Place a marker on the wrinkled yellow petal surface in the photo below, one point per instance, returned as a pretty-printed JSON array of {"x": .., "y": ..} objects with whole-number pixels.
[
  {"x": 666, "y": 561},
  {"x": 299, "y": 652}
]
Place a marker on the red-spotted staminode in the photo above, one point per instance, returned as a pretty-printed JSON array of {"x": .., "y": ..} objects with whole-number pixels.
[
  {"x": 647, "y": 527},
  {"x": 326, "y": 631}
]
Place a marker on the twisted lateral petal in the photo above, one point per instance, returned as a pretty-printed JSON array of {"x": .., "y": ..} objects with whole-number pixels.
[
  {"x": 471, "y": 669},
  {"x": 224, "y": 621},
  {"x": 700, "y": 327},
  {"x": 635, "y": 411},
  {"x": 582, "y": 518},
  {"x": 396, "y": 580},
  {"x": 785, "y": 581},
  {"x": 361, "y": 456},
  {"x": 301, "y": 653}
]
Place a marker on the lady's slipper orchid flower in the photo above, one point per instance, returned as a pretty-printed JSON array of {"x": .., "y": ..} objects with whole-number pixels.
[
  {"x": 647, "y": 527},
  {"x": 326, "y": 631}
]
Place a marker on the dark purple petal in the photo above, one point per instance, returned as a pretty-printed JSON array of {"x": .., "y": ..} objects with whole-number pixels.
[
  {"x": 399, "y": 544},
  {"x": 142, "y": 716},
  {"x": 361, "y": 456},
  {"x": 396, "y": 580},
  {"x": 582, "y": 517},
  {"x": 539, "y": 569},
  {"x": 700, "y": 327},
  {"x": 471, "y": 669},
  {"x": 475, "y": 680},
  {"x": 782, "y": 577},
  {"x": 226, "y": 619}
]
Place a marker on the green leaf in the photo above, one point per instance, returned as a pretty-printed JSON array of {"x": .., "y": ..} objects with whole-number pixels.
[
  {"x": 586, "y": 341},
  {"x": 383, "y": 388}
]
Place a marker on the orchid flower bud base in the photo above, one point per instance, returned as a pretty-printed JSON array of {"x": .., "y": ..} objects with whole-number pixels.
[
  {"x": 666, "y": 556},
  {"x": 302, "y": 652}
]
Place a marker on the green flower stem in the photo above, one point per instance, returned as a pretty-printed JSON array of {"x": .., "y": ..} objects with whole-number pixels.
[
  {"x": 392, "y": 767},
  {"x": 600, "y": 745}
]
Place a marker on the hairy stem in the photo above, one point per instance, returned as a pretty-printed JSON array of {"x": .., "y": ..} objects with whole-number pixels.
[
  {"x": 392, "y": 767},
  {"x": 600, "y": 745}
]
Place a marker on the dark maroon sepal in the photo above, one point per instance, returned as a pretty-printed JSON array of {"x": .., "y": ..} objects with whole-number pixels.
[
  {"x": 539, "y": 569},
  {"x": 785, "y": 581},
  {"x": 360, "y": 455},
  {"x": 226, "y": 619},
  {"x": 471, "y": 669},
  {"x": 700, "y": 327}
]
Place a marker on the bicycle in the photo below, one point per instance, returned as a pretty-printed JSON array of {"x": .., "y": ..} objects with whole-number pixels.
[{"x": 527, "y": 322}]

########

#### Goal
Express the stretch from the line containing "Place a marker on the bicycle" through the end of the material above as a JSON list of strings, one string per line, with blank lines left out.

#### Result
[
  "Place a marker on the bicycle in the photo below, one point per instance, returned as a pretty-printed JSON array of {\"x\": .., \"y\": ..} objects with whole-number pixels.",
  "[{\"x\": 527, \"y\": 322}]"
]